Quoted passage: Begin

Deoxyribonucleic acid (DNA) is a charged polymer that carries the genetic information for the development, maintenance, and reproduction of organisms. The DNA double helix, or duplex, is composed of two single strands wound around each other. Double helix stability depends on the interplay of multiple interactions: base stacking, hydrogen bonding of nitrogenous base pairs, and electrostatic repulsion of charges along the backbone. These forces stabilize the double helix for a wide range of temperatures and ionic conditions relevant to the life of cells. However, these forces can get disrupted due to local conditions, like a rise in temperature to the narrow range corresponding to the melting transition. At this transition, the DNA double helix undergoes denaturation (helix-coil transition) into single strands, resulting in changes to many of its physical properties, including viscosity (Rice & Doty, 1957). Under appropriate conditions, lowering the temperature reverses this process by renaturing, annealing the DNA.
This characteristic differentiates DNA from proteins. Protein formulations exist in a thermodynamic metastable state. Proteins are incredibly heat sensitive and at temperatures not much higher than body temperature (greater than 40°C) proteins can denature. Protein denaturation is the complete loss of higher order (quaternary, tertiary, and secondary) structure in the protein leaving only the primary structure, the amino acid sequence, intact. Unlike for DNA, protein renaturation is not as common.
Temperature has a huge impact on viscosity. Viscosity reflects the molecular behavior of your samples (size, shape, interactions, microstructure), and therefore varying temperature during viscosity measurements can be very revealing and provide information about the fluid microstructure.
Healthy lungs have a mucus layer that is composed of about 1% salt, while the physiological concentration of salt is about 200 mM. Addition of salt or excipients to a DNA solution affects the melting transition temperature, which also depends on DNA concentration, ratio of G-C to A-T base pairs, number of base pairs, and arrangement of base pairs along the strand. Using viscosity measurements to characterize the melting temperature and transition range for multiple DNA concentrations and ionic conditions will aid in better understanding DNA structure and stability, which is crucial for the survival of living organisms and to the performance and outcome of molecular biology techniques like mutation scanning, genotyping, sequence matching, PCR, and microarrays.

Quoted passage: End
Given entries: Begin

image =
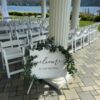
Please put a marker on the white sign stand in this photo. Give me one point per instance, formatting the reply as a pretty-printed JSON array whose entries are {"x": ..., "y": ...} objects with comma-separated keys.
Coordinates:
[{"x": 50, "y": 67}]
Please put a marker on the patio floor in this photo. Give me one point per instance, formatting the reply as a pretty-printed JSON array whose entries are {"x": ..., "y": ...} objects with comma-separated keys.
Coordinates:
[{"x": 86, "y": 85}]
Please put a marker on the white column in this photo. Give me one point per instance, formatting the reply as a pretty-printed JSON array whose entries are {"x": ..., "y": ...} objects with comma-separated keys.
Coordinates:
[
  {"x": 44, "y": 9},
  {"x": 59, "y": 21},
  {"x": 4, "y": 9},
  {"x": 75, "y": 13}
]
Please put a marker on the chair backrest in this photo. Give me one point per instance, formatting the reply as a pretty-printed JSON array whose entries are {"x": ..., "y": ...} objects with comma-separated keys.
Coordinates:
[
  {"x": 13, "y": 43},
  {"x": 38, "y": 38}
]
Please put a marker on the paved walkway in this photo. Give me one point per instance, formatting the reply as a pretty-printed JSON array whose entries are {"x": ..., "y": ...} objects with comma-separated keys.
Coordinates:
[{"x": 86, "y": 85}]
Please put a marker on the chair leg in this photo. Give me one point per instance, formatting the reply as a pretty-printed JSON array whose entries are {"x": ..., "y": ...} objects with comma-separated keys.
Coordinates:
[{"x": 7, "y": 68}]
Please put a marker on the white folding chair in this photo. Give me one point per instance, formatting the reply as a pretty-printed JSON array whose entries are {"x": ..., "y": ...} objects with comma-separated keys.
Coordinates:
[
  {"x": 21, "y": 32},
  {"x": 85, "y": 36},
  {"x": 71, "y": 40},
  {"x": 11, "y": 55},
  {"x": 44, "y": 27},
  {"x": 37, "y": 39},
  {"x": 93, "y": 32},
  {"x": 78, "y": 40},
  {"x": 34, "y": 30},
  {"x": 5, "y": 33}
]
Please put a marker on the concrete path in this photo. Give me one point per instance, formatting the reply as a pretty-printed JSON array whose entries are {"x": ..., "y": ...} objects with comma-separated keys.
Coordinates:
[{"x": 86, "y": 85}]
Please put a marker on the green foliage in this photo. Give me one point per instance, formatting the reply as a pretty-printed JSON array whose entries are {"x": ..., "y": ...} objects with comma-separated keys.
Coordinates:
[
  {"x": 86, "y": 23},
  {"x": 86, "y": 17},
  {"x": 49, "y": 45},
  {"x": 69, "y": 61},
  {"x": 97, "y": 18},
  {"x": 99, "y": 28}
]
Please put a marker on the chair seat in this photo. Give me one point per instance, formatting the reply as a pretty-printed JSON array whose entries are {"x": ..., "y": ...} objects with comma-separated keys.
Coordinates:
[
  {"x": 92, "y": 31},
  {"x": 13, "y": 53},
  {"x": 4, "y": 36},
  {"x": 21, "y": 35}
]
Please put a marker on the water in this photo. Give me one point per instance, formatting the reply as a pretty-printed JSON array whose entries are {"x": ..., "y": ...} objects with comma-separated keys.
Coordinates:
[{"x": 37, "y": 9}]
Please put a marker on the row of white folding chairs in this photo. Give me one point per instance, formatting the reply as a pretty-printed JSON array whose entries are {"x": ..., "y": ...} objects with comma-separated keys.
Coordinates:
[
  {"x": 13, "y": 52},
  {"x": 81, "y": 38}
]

Given entries: End

Work task A
In the text on DNA and viscosity, at what temperatures can proteins denature?
Work task B
Repeat the stretch of the text on DNA and viscosity from "Healthy lungs have" through "PCR, and microarrays.".
The records come from a source unrelated to the text.

Task solution A
Proteins can denature at temperatures not much higher than body temperature, greater than 40°C.

Task solution B
Healthy lungs have a mucus layer that is composed of about 1% salt, while the physiological concentration of salt is about 200 mM. Addition of salt or excipients to a DNA solution affects the melting transition temperature, which also depends on DNA concentration, ratio of G-C to A-T base pairs, number of base pairs, and arrangement of base pairs along the strand. Using viscosity measurements to characterize the melting temperature and transition range for multiple DNA concentrations and ionic conditions will aid in better understanding DNA structure and stability, which is crucial for the survival of living organisms and to the performance and outcome of molecular biology techniques like mutation scanning, genotyping, sequence matching, PCR, and microarrays.